● DOCUMENT EXTRACT:
** Start **
County Board Member Libby Garvey was recently reelected, having run on a platform of being an independent voice on the Board. True to that promise, today Garvey raised questions about the propriety of another Board member’s business dealings, given a matter currently before the Board.
The County Board is considering using a private-public partnership for the design, construction and operation of the planned Crystal City streetcar. The Board would need to adopt the state PPTA in order to enter such a partnership.
Garvey, however, has expressed concerns about the PPTA, maintaining that additional public interest safeguards are needed. She cited “problems with the PPTA procurement for the [Metro] Silver Line,” and a recent report by the Southern Environmental Law Center that found “flaws” in the Virginia PPTA, as reasons why the Board needs “more time to study the implications of adopting the PPTA guidelines and to consider safeguards that will ensure full and open competition and true risk-sharing by the private sector.”
In an email sent to the rest of the Board this morning, Garvey took her concerns a step further, raising questions about whether Board member Chris Zimmerman should be voting on the PPTA, given that he recently disclosed that he’s working as a consultant for AECOM, a large construction, design and transportation conglomerate. AECOM has worked on streetcar and light rail projects in a number of U.S. cities, including Los Angeles, Atlanta, New Orleans, Minneapolis and Grand Rapids.
** End **
● TASK A: For each statement below, say whether it agrees with the article on Libby Garvey and the PPTA, answering yes or no and quoting the deciding words of the article: (i) Garvey ran for reelection on a platform of being an independent voice on the Board. (ii) The Board has already adopted the state PPTA. (iii) Garvey sent her email to the rest of the Board in the evening.
● TASK B: Extend the article on Libby Garvey's concerns about the PPTA, picking up after its final sentence.

● DATA LINES:
** Start **
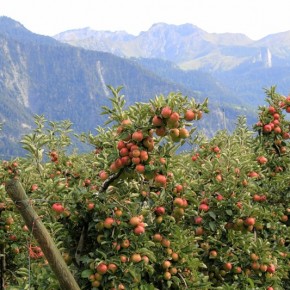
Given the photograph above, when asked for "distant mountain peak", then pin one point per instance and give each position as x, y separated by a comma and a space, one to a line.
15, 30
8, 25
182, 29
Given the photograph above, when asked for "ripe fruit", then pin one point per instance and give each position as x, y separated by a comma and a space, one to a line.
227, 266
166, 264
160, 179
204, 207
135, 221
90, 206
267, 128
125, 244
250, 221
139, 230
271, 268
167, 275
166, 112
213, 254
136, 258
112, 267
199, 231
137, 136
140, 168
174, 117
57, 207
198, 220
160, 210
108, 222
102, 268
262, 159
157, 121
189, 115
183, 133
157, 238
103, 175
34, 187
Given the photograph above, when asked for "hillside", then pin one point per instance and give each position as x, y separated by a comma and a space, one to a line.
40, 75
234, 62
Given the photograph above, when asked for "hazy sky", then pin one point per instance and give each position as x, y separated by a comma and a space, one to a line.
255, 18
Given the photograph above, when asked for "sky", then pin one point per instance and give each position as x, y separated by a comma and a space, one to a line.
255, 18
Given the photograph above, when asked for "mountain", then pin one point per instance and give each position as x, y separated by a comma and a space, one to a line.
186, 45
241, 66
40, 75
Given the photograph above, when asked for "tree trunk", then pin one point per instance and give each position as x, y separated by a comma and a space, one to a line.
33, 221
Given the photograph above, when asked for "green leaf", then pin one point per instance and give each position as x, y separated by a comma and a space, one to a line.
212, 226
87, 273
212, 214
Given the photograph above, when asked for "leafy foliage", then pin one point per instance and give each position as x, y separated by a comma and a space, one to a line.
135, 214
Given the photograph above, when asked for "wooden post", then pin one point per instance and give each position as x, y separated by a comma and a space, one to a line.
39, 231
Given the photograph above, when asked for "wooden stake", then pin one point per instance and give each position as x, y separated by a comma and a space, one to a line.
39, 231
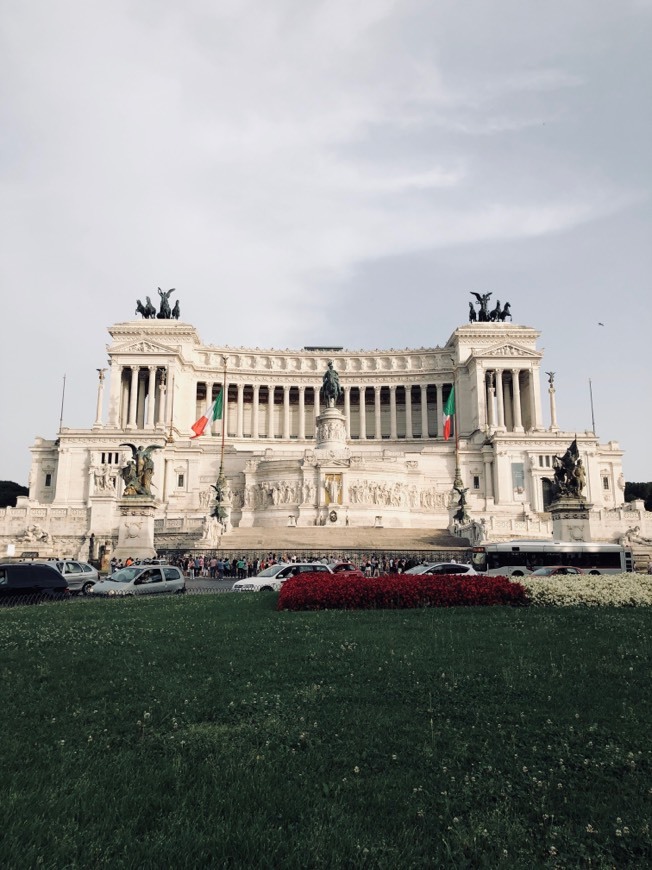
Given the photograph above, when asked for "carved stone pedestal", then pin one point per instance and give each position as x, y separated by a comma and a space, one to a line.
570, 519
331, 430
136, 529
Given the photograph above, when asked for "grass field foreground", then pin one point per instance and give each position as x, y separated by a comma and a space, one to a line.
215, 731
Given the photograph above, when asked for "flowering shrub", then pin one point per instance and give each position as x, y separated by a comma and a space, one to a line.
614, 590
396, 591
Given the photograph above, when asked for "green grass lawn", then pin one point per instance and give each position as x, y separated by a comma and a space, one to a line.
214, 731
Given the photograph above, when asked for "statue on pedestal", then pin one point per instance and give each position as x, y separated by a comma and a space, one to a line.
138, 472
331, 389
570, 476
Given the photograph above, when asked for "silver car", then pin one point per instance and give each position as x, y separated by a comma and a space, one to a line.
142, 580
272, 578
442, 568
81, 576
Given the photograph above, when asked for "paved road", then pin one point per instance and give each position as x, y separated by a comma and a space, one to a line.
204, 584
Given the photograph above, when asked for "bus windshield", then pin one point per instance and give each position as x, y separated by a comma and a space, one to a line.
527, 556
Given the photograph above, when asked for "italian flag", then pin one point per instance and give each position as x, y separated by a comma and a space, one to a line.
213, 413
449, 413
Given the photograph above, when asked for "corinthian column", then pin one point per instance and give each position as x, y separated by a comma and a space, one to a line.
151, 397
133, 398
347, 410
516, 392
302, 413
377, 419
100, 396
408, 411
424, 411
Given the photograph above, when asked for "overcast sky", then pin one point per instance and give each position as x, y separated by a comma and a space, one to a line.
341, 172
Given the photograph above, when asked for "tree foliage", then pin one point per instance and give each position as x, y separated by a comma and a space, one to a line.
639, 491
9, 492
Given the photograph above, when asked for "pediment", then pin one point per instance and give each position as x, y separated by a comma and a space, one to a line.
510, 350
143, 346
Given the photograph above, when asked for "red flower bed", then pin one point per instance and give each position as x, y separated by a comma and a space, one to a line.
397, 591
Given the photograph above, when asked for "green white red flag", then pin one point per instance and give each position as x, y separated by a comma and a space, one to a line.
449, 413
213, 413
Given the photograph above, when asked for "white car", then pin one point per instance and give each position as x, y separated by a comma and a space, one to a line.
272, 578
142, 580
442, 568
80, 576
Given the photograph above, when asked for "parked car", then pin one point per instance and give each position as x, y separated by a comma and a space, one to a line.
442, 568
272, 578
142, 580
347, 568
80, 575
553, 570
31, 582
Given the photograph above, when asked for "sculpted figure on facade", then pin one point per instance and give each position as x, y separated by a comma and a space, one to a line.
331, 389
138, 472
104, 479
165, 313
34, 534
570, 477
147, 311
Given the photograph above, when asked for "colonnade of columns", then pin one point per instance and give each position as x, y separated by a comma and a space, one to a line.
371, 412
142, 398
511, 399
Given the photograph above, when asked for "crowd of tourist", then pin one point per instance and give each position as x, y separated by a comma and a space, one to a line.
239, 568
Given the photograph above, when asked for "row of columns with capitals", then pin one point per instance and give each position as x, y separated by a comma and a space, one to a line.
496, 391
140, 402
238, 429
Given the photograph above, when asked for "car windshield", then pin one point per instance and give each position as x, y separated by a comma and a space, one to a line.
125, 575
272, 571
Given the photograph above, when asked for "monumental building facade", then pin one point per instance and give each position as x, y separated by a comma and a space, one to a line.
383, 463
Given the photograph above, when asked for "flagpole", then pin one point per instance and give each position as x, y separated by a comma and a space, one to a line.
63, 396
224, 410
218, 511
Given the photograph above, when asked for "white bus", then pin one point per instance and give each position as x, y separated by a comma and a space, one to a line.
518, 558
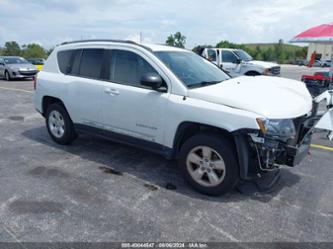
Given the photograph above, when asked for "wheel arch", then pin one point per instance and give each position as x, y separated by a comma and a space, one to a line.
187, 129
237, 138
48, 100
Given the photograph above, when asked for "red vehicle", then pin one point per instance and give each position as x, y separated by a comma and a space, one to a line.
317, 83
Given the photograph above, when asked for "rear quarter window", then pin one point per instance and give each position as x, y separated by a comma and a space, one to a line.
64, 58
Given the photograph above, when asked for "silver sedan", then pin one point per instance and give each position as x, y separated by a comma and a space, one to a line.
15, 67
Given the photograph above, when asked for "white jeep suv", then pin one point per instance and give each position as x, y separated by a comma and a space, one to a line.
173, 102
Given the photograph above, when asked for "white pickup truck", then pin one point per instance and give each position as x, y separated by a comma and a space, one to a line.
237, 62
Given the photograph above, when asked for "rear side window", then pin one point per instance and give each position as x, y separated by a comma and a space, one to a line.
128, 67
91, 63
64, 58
** End **
● EXERCISE OUTPUT A:
(i) Yes: "having run on a platform of being an independent voice on the Board."
(ii) No: "The Board would need to adopt the state PPTA in order to enter such a partnership."
(iii) No: "In an email sent to the rest of the Board this morning."

● EXERCISE OUTPUT B:
(A representative from the Minneapolis project spoke at a County Board work session last month about the city’s experience with its public-private partnership.)
In the email, Garvey asked Zimmerman to consider recusing himself from the PPTA vote given the appearance of a conflict of interest.
I spoke with Chris briefly yesterday afternoon about our possible vote on Monday concerning the PPTA and asked if he would consider delaying and then if he would recuse himself from the vote. At the moment, Chris sees no reason to delay or recuse himself.
So I am writing to all of you because I am very concerned about how this could look to our public and this concerns us all. Chris sent us a letter on October 25, 2012, notifying the Board of his consultant contract with AECOM Canada East. In that letter, Chris stated that “there is the possibility that at a future point it may be necessary for me to disclose my affiliation with the company in matters coming before the Board . . . and to even disqualify myself from participation in those matters.” In the letter, Chris also states that he wants “to be certain to anticipate any potential conflict of interest (or appearance of conflict) that could arise.” I think with the PPTA issue we are at that point and hope Chris will reconsider, and that we all can take a step back here.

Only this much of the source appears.